Exercise instructions: Reproduce the rows below line for line, without any change, and omit the pictures from your output.

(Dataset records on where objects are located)
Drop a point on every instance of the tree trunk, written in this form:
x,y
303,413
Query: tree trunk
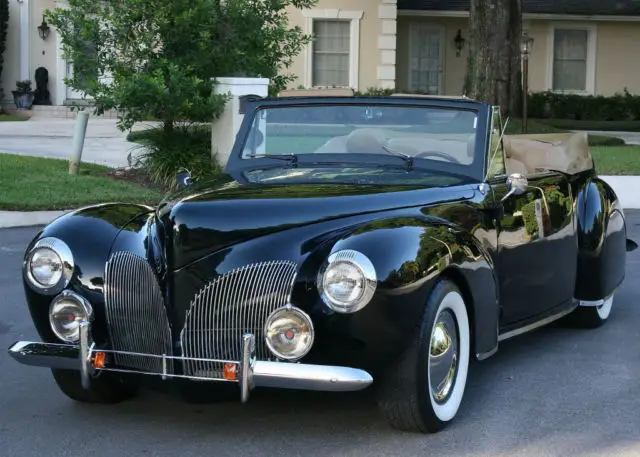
x,y
493,73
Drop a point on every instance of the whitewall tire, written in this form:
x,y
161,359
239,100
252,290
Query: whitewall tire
x,y
424,391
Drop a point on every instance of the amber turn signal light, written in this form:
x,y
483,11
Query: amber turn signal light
x,y
100,360
230,371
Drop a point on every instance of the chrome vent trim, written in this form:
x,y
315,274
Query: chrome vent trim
x,y
235,303
136,316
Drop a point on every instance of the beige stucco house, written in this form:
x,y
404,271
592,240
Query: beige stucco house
x,y
586,47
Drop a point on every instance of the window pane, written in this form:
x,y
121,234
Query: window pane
x,y
570,59
570,75
331,53
425,60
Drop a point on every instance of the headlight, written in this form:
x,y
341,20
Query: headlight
x,y
66,312
49,265
289,333
347,282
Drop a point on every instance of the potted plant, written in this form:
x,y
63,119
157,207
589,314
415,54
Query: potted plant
x,y
23,96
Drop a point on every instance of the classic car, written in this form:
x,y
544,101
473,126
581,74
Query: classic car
x,y
353,242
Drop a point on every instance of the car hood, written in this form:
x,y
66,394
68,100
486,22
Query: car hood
x,y
200,222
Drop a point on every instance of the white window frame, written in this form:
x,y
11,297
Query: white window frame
x,y
354,37
413,27
592,41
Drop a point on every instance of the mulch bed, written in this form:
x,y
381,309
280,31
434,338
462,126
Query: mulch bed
x,y
135,176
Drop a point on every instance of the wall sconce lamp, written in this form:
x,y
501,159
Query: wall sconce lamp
x,y
44,29
459,42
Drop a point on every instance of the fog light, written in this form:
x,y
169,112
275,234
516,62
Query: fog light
x,y
66,312
289,333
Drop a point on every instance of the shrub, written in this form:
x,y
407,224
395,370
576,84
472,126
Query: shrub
x,y
162,154
619,107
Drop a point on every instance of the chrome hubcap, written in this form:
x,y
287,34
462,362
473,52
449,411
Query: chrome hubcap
x,y
443,356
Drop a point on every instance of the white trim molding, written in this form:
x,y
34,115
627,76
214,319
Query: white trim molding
x,y
592,45
538,16
61,73
387,44
354,35
25,40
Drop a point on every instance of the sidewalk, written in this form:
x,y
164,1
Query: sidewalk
x,y
45,137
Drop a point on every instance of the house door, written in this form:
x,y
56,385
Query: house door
x,y
73,94
426,43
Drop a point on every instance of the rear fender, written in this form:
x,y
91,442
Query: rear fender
x,y
410,256
602,241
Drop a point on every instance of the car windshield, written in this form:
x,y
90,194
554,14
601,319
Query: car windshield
x,y
425,134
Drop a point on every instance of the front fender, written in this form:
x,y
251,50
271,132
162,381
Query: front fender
x,y
89,232
410,255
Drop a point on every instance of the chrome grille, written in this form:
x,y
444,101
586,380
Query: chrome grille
x,y
233,304
136,315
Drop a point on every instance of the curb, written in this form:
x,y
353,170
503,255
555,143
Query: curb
x,y
627,188
13,219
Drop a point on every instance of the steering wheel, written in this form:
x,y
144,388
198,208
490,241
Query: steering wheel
x,y
442,155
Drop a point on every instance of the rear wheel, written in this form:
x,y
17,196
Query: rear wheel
x,y
104,388
423,392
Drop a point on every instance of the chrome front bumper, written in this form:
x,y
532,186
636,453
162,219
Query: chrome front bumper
x,y
250,372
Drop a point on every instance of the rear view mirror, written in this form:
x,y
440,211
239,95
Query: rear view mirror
x,y
517,184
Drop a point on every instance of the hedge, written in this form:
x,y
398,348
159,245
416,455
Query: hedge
x,y
619,107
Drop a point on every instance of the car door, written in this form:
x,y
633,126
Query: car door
x,y
537,248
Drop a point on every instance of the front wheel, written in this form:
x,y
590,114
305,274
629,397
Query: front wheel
x,y
424,391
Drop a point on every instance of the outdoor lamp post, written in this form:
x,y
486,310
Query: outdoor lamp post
x,y
44,29
526,43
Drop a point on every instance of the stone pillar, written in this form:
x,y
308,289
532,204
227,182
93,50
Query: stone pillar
x,y
388,14
225,128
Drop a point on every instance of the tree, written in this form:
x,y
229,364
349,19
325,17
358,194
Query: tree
x,y
156,58
4,23
493,72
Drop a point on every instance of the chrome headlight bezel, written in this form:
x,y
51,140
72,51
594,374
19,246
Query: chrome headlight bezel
x,y
289,309
62,250
368,277
81,303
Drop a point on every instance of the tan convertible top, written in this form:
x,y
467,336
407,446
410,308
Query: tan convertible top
x,y
530,153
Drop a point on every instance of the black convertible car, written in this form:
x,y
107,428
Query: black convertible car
x,y
354,242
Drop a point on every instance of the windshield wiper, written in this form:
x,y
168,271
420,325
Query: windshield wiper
x,y
407,158
288,157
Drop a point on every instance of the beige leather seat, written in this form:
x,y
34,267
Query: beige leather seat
x,y
566,152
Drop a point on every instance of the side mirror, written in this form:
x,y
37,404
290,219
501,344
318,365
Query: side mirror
x,y
517,184
183,178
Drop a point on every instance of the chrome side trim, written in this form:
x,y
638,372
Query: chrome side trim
x,y
537,324
232,305
247,366
485,355
136,315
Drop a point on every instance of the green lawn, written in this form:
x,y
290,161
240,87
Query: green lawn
x,y
616,160
13,117
33,183
607,126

Response to the exercise:
Drop a point on every instance of the tree trunk, written in this form:
x,y
303,413
Query: tree trunk
x,y
493,73
Drop a point on every instance of the whitewall tire, written in this form:
x,y
161,359
239,100
252,290
Query: whitewall tire
x,y
424,391
Drop a point on every instance of the amber turn signal light, written in this form:
x,y
483,11
Query: amber turn signal light
x,y
100,360
230,371
Drop a point on every instance of the chrome vent trim, written in this form:
x,y
315,274
Query: chrome vent trim
x,y
235,303
136,316
Drop a point on every instance of the beige stucco house, written in this form:
x,y
404,271
592,240
Query: beige stucco house
x,y
586,47
Drop a point on every instance of the window pane, written in this form:
x,y
121,234
Query: window pane
x,y
570,59
570,75
331,53
425,60
Drop a point on every instance of the headlight, written in this form:
x,y
341,20
Query: headlight
x,y
66,312
49,265
289,333
347,282
Drop a point on every instance of the potted plant, written in this form:
x,y
63,119
157,207
589,314
415,54
Query: potted plant
x,y
23,96
Drop a point on every instance of the classic car, written in this form:
x,y
544,101
473,126
581,74
Query: classic car
x,y
353,242
Drop a point on every instance of the car hood, written in this form:
x,y
66,394
68,100
486,22
Query: car hood
x,y
200,222
Drop a point on every instance of the white window frame, written in this form:
x,y
11,297
Query: white window frame
x,y
354,37
413,27
592,41
Drop a point on every instance of the mulch bed, written in this form:
x,y
381,309
280,31
434,338
462,126
Query: mulch bed
x,y
135,176
Drop a point on every instance of the wall sconce lamp, written in this form:
x,y
501,159
Query: wall sconce lamp
x,y
44,29
459,42
Drop a point on every instance of the fog light, written in this form:
x,y
169,112
275,234
516,62
Query: fog light
x,y
66,312
289,333
Drop a point on every instance of the shrub, written in this form:
x,y
407,224
395,370
576,84
472,126
Query: shrub
x,y
162,154
619,107
Drop a point on every instance of the chrome hubcap, written in this form:
x,y
287,34
462,362
473,52
449,411
Query: chrome hubcap
x,y
443,356
Drop a point on every instance of the white trim molding, written in this form:
x,y
34,115
627,76
214,319
Query: white trim molding
x,y
592,45
538,16
61,73
387,44
354,35
25,40
Drop a point on every instance of the sidewalk, written in this form:
x,y
164,1
Query: sidewalk
x,y
45,137
Drop a point on every instance of the house door, written in this form:
x,y
56,385
Query: house door
x,y
73,94
426,43
Drop a point on every instance of the rear fender, written in this form:
x,y
91,442
Query: rear fender
x,y
410,256
602,241
Drop a point on every instance of the car windshield, written in this form:
x,y
90,194
554,14
601,319
Query: car windshield
x,y
425,134
Drop a point on every instance of the front fender, written in this form:
x,y
251,50
271,132
162,381
Query: front fender
x,y
89,232
410,255
Drop a point on every instance of the chrome grille, written in this form:
x,y
444,101
586,380
Query: chrome grille
x,y
233,304
136,315
Drop a point on every instance of the curb, written in this form:
x,y
353,170
503,255
555,143
Query: curb
x,y
627,188
13,219
Drop a point on every instance of the steering wheel, written in this form:
x,y
144,388
198,208
490,241
Query: steering wheel
x,y
442,155
Drop a point on every instance of the rear wheel, written in this form:
x,y
17,196
Query: rear wheel
x,y
104,388
423,392
Drop a point on every instance of the chrome front bumper, written in this form:
x,y
532,186
636,453
162,219
Query: chrome front bumper
x,y
250,372
Drop a point on every instance of the rear view mirror, written in this form:
x,y
440,211
239,95
Query: rear view mirror
x,y
517,184
Drop a point on every instance of the hedge, written in this form:
x,y
398,348
159,245
416,455
Query: hedge
x,y
619,107
Drop a point on every instance of the car door, written in this form:
x,y
633,126
Query: car door
x,y
537,248
Drop a point on every instance of the front wheel, written in this form:
x,y
590,114
305,274
629,397
Query: front wheel
x,y
424,391
Drop a point on every instance of the outdoor lamp post, written in this form:
x,y
486,310
Query: outdoor lamp post
x,y
44,29
526,43
Drop a point on every instance of the stone pillar, written in this form:
x,y
308,289
532,204
227,182
93,50
Query: stone pillar
x,y
388,14
225,128
Drop a point on every instance of the tree, written in this form:
x,y
229,364
349,19
325,17
358,194
Query: tree
x,y
156,58
4,23
493,72
Drop a point on every instance of the chrome headlight bezel, written in this form:
x,y
51,140
72,51
594,374
19,246
Query: chrome headlight bezel
x,y
289,309
62,250
368,277
81,303
Drop a point on every instance of the tan convertible top, written in this form:
x,y
467,336
407,446
410,308
Query: tan convertible top
x,y
530,153
Drop a point on every instance of the black convertible car, written in this form:
x,y
107,428
Query: black convertible car
x,y
354,242
Drop a point on every instance of the windshield wiper, written in this form:
x,y
168,271
420,325
Query: windshield wiper
x,y
407,158
288,157
Drop a point on every instance of the beige leather seat, written in this form:
x,y
34,267
Query: beige leather seat
x,y
566,152
Drop a point on every instance of the side mirror, written in this form:
x,y
37,404
290,219
501,344
318,365
Query: side mirror
x,y
517,184
183,178
Drop a point on every instance of the chrome side trim, written in this form:
x,y
638,372
Query: chrome side trim
x,y
537,324
232,305
247,366
485,355
136,315
Drop a point on every instance of the green lawn, written in this form:
x,y
290,161
240,87
Query: green lawn
x,y
616,160
13,117
33,183
607,126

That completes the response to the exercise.